┌────────
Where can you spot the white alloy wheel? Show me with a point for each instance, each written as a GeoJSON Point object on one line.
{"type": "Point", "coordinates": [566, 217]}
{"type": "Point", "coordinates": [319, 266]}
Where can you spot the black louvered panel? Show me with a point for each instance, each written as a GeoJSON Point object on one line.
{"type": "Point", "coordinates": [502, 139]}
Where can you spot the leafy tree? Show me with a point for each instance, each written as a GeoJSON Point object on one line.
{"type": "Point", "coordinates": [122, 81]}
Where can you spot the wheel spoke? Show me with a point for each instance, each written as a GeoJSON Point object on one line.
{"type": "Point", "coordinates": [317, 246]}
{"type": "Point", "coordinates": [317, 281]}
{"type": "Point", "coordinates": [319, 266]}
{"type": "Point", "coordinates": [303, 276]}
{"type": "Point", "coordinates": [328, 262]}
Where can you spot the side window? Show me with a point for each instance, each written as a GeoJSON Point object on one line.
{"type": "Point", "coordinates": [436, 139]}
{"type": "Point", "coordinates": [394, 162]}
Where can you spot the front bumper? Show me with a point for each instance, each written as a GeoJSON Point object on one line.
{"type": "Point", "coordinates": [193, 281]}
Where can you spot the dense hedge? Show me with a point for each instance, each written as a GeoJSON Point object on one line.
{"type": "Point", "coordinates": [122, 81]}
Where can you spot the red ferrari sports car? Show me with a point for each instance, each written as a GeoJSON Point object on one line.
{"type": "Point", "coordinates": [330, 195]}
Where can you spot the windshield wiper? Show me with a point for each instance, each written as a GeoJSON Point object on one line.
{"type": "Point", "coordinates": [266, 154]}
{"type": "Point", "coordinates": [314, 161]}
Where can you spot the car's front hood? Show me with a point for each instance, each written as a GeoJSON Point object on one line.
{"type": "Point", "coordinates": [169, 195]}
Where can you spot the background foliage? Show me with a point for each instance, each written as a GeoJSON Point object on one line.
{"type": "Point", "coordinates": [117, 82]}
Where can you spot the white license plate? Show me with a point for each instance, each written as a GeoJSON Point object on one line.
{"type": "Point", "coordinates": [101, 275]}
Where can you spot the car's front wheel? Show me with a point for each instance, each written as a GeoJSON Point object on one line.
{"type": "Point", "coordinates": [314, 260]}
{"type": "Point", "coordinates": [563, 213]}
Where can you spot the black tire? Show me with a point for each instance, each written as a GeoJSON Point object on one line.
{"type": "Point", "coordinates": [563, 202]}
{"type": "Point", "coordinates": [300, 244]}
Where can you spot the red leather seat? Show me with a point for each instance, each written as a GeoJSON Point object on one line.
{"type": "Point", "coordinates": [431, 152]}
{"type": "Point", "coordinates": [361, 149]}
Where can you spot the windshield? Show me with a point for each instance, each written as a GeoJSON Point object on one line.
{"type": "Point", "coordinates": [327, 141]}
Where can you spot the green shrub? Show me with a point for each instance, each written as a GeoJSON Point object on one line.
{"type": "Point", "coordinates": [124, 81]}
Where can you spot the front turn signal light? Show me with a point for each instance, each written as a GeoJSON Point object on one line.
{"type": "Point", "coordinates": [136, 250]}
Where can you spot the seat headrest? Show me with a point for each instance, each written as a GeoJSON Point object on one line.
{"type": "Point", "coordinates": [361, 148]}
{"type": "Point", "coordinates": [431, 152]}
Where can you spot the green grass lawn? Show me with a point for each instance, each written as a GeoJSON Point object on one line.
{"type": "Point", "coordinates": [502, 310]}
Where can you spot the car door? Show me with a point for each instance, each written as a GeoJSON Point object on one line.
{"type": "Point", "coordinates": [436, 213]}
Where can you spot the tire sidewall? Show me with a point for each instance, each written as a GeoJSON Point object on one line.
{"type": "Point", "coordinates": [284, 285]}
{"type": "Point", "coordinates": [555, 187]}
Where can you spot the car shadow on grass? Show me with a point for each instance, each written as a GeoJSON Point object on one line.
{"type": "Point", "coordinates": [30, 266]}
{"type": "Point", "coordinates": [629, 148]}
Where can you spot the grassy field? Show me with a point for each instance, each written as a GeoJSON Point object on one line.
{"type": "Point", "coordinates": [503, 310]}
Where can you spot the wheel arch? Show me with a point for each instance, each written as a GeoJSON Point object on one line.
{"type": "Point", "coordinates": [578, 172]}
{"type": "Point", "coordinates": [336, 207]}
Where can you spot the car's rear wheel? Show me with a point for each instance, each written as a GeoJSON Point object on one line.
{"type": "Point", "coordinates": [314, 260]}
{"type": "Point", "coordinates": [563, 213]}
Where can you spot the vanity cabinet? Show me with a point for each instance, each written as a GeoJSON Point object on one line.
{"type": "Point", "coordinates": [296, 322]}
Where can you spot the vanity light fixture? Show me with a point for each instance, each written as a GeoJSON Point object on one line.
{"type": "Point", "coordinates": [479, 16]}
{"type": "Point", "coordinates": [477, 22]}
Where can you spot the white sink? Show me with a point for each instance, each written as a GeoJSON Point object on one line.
└────────
AIM OF THE TASK:
All the lines above must be output exactly, with none omitted.

RESPONSE BOX:
Where can you spot the white alloy wheel? Show me with a point for each instance, each written as a GeoJSON Point object on one line.
{"type": "Point", "coordinates": [566, 217]}
{"type": "Point", "coordinates": [319, 266]}
Where can you spot the black louvered panel? Show me with a point for each instance, each written as a GeoJSON Point object on one line.
{"type": "Point", "coordinates": [502, 139]}
Where can you spot the leafy tree? Show me with a point for each instance, each written as a GeoJSON Point object on one line.
{"type": "Point", "coordinates": [122, 81]}
Where can you spot the wheel spoke? Show me with a point for each instance, each written as a GeoJSON Point object on one line.
{"type": "Point", "coordinates": [317, 246]}
{"type": "Point", "coordinates": [317, 281]}
{"type": "Point", "coordinates": [319, 266]}
{"type": "Point", "coordinates": [303, 276]}
{"type": "Point", "coordinates": [328, 262]}
Where can you spot the side window? Show me with a point for each instance, each written as a GeoJSON Point object on one line.
{"type": "Point", "coordinates": [436, 139]}
{"type": "Point", "coordinates": [394, 162]}
Where can you spot the front bumper? Show me with a point for each instance, each written as a GeoJSON Point object on one line.
{"type": "Point", "coordinates": [193, 281]}
Where can you spot the dense hedge? Show me with a point for each instance, each written as a GeoJSON Point object on one line.
{"type": "Point", "coordinates": [122, 81]}
Where can you spot the red ferrari sports car? Show me with a point for each instance, each written as a GeoJSON Point object on one line.
{"type": "Point", "coordinates": [330, 195]}
Where can you spot the windshield wiper? Show me with a point for each instance, each written as a GeoJSON Point object on one line.
{"type": "Point", "coordinates": [266, 154]}
{"type": "Point", "coordinates": [314, 161]}
Where can you spot the car's front hood? Show me with a point for each instance, each written as a GeoJSON Point object on one line.
{"type": "Point", "coordinates": [169, 195]}
Where can you spot the background foliage? Show me with a point for each instance, each written as a GeoJSON Point object on one line.
{"type": "Point", "coordinates": [117, 82]}
Where can you spot the white license plate? Show me with a point for each instance, each written as a GeoJSON Point object on one line.
{"type": "Point", "coordinates": [101, 275]}
Where can you spot the car's front wheel? Show me with a point for each instance, each written as a GeoJSON Point object on one line.
{"type": "Point", "coordinates": [314, 260]}
{"type": "Point", "coordinates": [563, 213]}
Where can you spot the black tire? Show me with a point for each instance, each written as a GeoJSON Point object on one line.
{"type": "Point", "coordinates": [563, 202]}
{"type": "Point", "coordinates": [300, 244]}
Where can you spot the red leather seat? Show me with a point for each instance, each written as a GeoJSON Point object on one line.
{"type": "Point", "coordinates": [431, 152]}
{"type": "Point", "coordinates": [361, 149]}
Where can you spot the windshield? Show me with a point for each instance, each written as a GeoJSON Point object on one line.
{"type": "Point", "coordinates": [327, 141]}
Where can you spot the green shrub? Show me with a point for each instance, each written as a GeoJSON Point object on one line.
{"type": "Point", "coordinates": [124, 81]}
Where can you spot the front turn signal light? Show me with a point for each instance, each written as a GeoJSON Point object on one line.
{"type": "Point", "coordinates": [136, 250]}
Where can you spot the seat headrest? Show me with a point for each instance, each written as a GeoJSON Point object on one line.
{"type": "Point", "coordinates": [361, 148]}
{"type": "Point", "coordinates": [431, 152]}
Where can you spot the green grass lawn? Show me with a point for each instance, each written as a GeoJSON Point object on one line.
{"type": "Point", "coordinates": [502, 310]}
Where can you spot the car door? Show me with a point for each instance, each written as a GeoJSON Point object on one line.
{"type": "Point", "coordinates": [436, 213]}
Where can you spot the tire sidewall? Show me with a point for each instance, each written as a GeoJSON Point object on one line.
{"type": "Point", "coordinates": [284, 285]}
{"type": "Point", "coordinates": [555, 187]}
Where can you spot the car shadow on grass? Show me with a point for each instance, each written as a GeoJSON Point object on one line.
{"type": "Point", "coordinates": [30, 266]}
{"type": "Point", "coordinates": [629, 148]}
Where can you spot the grassy field? Show me with a point for each instance, each written as a GeoJSON Point object on one line.
{"type": "Point", "coordinates": [503, 310]}
Where can you spot the wheel arch? Show me with a point for each instance, each written as a GeoJSON Point object on one line.
{"type": "Point", "coordinates": [578, 172]}
{"type": "Point", "coordinates": [336, 207]}
Where can you spot the car's rear wheel? Show me with a point for each instance, each written as a GeoJSON Point object on one line.
{"type": "Point", "coordinates": [314, 260]}
{"type": "Point", "coordinates": [563, 213]}
Where can you spot the vanity cabinet? Show me with a point for each instance, each written as a GeoJSON Point object on one line.
{"type": "Point", "coordinates": [296, 322]}
Where can you spot the vanity light fixture? Show me with a point for each instance, each written as a GeoJSON Point object on one line.
{"type": "Point", "coordinates": [479, 16]}
{"type": "Point", "coordinates": [477, 22]}
Where can you spot the white sink? Show me with a point for each instance, each written as a GeoJSON Point object on one line.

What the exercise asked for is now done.